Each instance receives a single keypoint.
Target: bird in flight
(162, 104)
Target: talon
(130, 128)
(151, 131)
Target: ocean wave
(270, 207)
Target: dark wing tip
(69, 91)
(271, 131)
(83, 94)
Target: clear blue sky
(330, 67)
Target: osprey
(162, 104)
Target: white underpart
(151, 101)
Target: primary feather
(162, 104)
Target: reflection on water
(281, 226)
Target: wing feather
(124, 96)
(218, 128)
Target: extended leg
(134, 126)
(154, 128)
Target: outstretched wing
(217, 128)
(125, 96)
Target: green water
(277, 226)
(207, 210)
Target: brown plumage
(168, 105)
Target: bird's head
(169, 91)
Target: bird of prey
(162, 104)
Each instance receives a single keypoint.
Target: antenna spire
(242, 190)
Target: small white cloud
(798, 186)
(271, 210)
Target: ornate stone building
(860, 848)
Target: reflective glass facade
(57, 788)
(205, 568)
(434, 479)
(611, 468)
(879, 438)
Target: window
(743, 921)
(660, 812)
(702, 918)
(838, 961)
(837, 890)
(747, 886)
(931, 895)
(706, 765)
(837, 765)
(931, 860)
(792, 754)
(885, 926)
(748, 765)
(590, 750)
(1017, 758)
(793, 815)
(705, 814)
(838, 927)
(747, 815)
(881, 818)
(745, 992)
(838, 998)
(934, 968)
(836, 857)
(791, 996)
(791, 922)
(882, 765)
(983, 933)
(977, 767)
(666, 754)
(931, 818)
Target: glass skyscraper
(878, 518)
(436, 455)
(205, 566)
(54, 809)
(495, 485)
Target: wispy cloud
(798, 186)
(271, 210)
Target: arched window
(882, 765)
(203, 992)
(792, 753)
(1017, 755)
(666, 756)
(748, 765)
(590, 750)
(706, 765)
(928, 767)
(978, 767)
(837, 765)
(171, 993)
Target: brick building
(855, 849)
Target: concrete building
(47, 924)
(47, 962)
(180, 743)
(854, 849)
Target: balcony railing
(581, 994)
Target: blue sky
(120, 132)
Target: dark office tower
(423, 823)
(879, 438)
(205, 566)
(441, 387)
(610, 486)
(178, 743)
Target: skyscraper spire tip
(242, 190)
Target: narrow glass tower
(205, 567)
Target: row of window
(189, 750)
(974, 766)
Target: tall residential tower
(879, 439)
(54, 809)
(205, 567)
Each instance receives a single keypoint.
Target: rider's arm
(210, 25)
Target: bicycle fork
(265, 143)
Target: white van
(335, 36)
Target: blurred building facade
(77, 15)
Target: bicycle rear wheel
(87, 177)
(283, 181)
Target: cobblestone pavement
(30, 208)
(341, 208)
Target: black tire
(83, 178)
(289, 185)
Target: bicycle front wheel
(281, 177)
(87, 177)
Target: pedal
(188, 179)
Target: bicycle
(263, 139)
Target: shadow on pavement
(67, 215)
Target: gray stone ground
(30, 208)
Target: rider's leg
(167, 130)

● ● ● ● ● ● ●

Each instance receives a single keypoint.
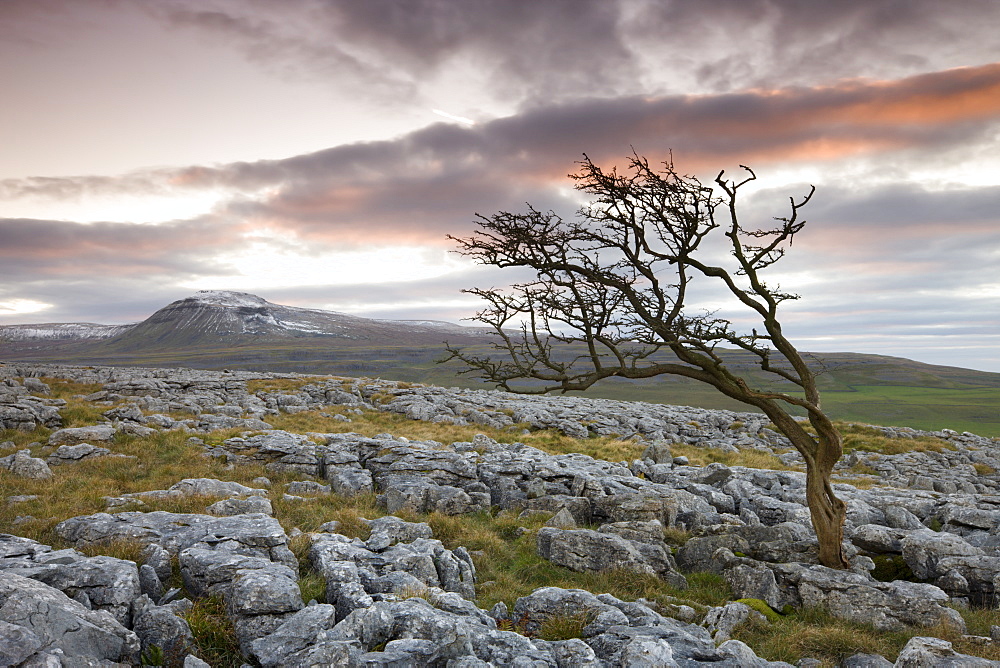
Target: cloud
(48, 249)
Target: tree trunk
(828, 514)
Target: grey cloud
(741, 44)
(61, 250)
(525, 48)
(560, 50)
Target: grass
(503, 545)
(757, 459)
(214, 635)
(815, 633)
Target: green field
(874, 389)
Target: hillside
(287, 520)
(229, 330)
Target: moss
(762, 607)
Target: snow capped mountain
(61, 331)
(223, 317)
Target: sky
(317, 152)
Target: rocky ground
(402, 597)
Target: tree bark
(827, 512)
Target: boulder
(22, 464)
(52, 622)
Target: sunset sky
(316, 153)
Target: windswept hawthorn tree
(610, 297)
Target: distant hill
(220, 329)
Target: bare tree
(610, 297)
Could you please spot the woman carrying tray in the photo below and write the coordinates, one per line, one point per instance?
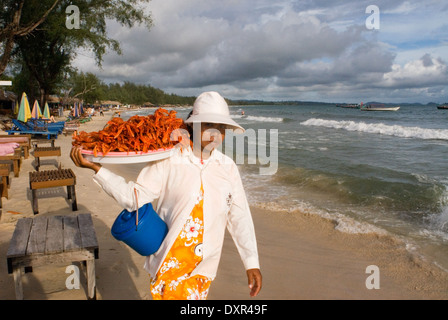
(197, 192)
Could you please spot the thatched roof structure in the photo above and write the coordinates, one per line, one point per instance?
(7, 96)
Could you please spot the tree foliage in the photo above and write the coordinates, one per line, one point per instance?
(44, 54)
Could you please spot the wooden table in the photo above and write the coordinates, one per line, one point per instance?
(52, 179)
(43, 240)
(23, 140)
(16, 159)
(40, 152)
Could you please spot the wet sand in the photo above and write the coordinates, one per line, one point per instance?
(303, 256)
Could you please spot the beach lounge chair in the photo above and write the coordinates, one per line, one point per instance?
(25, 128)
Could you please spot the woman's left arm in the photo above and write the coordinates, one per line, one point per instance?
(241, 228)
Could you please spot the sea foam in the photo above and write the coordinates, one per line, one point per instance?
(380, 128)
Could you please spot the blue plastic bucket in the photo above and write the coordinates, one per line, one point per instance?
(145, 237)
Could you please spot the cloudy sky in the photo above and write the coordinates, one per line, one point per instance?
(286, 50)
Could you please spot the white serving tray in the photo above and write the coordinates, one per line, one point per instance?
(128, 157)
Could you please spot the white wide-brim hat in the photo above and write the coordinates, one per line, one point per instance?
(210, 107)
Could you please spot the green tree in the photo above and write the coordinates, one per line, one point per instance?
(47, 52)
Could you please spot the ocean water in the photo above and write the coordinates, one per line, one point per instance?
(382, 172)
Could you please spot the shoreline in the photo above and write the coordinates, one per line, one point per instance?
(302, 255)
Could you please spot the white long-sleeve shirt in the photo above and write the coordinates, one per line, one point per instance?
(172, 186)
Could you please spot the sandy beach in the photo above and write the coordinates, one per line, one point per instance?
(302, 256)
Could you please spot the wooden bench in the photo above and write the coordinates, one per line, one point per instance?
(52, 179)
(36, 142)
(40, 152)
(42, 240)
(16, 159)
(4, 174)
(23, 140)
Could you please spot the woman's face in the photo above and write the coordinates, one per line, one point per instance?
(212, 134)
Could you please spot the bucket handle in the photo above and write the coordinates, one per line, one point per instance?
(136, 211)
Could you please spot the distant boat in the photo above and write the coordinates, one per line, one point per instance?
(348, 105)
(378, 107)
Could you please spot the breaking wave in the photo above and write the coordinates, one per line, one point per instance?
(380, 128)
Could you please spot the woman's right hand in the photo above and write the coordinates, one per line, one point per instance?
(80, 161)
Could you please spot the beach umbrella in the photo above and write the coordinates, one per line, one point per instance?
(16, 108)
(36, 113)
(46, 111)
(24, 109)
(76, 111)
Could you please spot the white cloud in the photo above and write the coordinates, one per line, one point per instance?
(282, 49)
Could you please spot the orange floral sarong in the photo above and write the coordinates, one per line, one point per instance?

● ● ● ● ● ● ●

Gather every line from the data above that contains the string "window". Matching is case-sensitive.

Target: window
Target: arched window
Target: row of window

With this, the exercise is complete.